**PROMPT**
Extract all of the entries and give them again, word for word.
═════ EXTRACTED DATA ═════
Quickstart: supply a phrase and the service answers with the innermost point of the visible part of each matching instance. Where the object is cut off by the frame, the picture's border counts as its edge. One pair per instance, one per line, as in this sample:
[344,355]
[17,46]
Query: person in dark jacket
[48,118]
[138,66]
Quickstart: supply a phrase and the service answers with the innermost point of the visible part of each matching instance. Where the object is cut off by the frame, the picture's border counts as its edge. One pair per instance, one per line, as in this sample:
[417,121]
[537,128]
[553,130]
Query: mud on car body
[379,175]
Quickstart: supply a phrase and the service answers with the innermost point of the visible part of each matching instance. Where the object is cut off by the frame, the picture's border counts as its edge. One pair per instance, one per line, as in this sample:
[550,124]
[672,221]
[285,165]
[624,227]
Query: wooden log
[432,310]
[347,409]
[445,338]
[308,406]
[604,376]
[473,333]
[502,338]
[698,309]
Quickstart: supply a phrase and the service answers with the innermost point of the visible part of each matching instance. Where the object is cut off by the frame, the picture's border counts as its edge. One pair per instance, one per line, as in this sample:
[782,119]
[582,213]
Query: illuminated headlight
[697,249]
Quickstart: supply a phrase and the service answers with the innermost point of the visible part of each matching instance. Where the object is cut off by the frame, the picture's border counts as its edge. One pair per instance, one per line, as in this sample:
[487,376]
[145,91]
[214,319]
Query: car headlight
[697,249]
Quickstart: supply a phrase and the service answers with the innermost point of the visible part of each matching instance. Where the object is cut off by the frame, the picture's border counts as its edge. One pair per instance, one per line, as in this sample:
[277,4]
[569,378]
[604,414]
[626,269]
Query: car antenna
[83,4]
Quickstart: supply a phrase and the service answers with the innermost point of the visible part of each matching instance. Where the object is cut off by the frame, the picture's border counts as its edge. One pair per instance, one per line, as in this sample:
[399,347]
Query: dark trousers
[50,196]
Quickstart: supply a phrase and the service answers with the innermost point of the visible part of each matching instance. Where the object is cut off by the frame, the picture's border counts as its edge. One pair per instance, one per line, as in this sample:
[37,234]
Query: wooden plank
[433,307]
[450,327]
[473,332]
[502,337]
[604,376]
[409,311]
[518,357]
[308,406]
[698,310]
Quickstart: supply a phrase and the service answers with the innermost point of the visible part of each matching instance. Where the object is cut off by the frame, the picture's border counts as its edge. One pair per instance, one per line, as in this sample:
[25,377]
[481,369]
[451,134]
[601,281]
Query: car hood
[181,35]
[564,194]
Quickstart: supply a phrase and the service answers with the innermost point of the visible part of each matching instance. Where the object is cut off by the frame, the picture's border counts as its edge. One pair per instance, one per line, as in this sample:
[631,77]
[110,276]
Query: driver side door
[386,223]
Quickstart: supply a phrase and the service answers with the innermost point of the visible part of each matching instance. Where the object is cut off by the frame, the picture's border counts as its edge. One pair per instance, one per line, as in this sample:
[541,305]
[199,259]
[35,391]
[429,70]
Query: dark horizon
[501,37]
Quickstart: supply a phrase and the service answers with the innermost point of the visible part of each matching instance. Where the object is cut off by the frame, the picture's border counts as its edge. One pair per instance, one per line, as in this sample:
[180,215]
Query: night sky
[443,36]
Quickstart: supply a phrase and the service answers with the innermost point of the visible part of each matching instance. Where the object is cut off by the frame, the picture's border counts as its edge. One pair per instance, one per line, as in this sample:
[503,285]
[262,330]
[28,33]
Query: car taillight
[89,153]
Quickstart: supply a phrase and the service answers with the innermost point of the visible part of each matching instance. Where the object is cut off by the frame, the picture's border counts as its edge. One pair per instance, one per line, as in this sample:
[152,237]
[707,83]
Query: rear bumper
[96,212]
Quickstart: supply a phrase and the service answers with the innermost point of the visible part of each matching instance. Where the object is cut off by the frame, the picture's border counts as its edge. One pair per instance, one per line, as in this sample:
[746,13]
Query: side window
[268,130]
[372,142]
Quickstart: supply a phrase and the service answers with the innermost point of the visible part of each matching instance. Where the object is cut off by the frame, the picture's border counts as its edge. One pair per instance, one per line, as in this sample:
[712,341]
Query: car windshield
═════
**OUTPUT OF THE TASK**
Quickstart: supply a phrase and the service answers with the innermost point of the visible part of each matching instance. Where the object is cut off by the frame, the picture's border counts as its edge. One pair per instance, one per line, as in this sample:
[344,355]
[17,46]
Query: person in dark jacket
[48,118]
[138,66]
Quickstart: supply a phrase and the service answers with the innermost point of the visible part of each matching instance. Where the object is cut off by the frame, the picture's border counts as its edge. One pair per instance, one per line, as in this sample:
[417,121]
[537,128]
[553,130]
Query: mud on car body
[379,175]
Quickstart: supply a phrase and the service answers with the innermost point of the visible part of each matching instance. Where the object is cut off by the frame, the picture's border counts as its edge. One pair per instance, one per line, as in this sample:
[550,124]
[672,221]
[285,165]
[624,227]
Query: wooden log
[432,310]
[347,409]
[445,338]
[308,406]
[604,376]
[473,333]
[502,338]
[698,309]
Quickstart: supply a phrase and the service answers with the innermost point of the visible part of each matching instance. Where the object is cut off by the frame, the picture's border counts as its edge. One pair per instance, one per line, as in this sample:
[782,119]
[582,213]
Query: illuminated headlight
[697,249]
Quickstart: supply a phrase and the service answers with the innermost point of the visible part of each matching instance. Where the object is cut off by the frame, the picture's border counts as its edge. One pair per instance, one per line, as in this sample:
[487,376]
[145,91]
[214,319]
Query: car headlight
[697,249]
Quickstart: supply a phrase and the service answers with the innermost point of the visible part of each matching instance. Where the object is cut off by the frame, the picture's border counts as its edge. One pair per instance, one per line, as in this sample:
[277,4]
[569,378]
[604,414]
[626,269]
Query: car antenna
[83,4]
Quickstart: supply a phrase and the service answers with the innermost point of the visible part of each matching instance. Where the object is cut off by the frame, the picture's border counts as its edge. One pair per instance, one per line, as in this sample:
[399,347]
Query: dark trousers
[50,196]
Quickstart: supply a phrase and the service answers with the innermost point of the visible part of each matching instance. Where the object is cut off by the frame, the picture's border counts as its edge. One pair per instance, one per line, as in this sample:
[37,234]
Query: wooden plank
[433,307]
[450,327]
[473,332]
[502,337]
[604,376]
[409,311]
[518,357]
[308,406]
[698,310]
Quickstart: supply a phrase and the service answers with the innermost point of the visible part of each matching instance. Where the object is cut off by the frame, the picture's border counts as its edge. One pair per instance, one per line, as in this sample:
[25,377]
[481,369]
[451,134]
[601,281]
Query: car hood
[181,35]
[564,194]
Quickstart: supply a phrase and the service answers with the innermost point of the visible part of each matching instance. Where the object is cut off by the frame, the picture's border counts as its edge. One pair per instance, one per line, as in this sample:
[631,77]
[110,276]
Query: driver side door
[386,223]
Quickstart: supply a phrase and the service answers with the innermost point of the visible part of each matching instance. Where the object is cut off by the frame, the picture's border counts as its edge. One pair per instance, one per line, as in this sample:
[541,305]
[199,259]
[35,391]
[429,70]
Query: dark horizon
[501,37]
Quickstart: supply a phrase and the service answers with the innermost point of the visible part of each matching instance. Where the object is cut off by the frame, the picture's border counts as its edge. One pair per instance, one per line, as in this sample:
[180,215]
Query: night sky
[443,36]
Quickstart: supply a phrase and the service answers with the innermost point of the visible part of each matching instance. Where the object is cut off by the frame, the picture's border counts as its edge. One pair per instance, one per line, as in this sample:
[503,285]
[262,330]
[28,33]
Query: car taillight
[89,153]
Quickstart: supply a phrase and the service answers with the innermost point of the visible part of each matching instance. Where the object is cut off by the frame, the picture's border counts as its edge. One pair per instance, one per line, as in this sample:
[152,237]
[707,83]
Query: rear bumper
[96,212]
Quickstart: supply a phrase and the service answers with the innermost point of the visible part of each matching instance. Where the object is cut off by the frame, the picture's border counts as its edge. One pair per instance, one per line, as in this sample:
[746,13]
Query: side window
[268,130]
[372,142]
Quickstart: supply a phrase and the service answers with the innermost point of the visible part of each matching instance. Where the object is cut off by the frame, the picture's border counts as its edge. One pair per instance, one per line, as in this sample:
[712,341]
Query: car windshield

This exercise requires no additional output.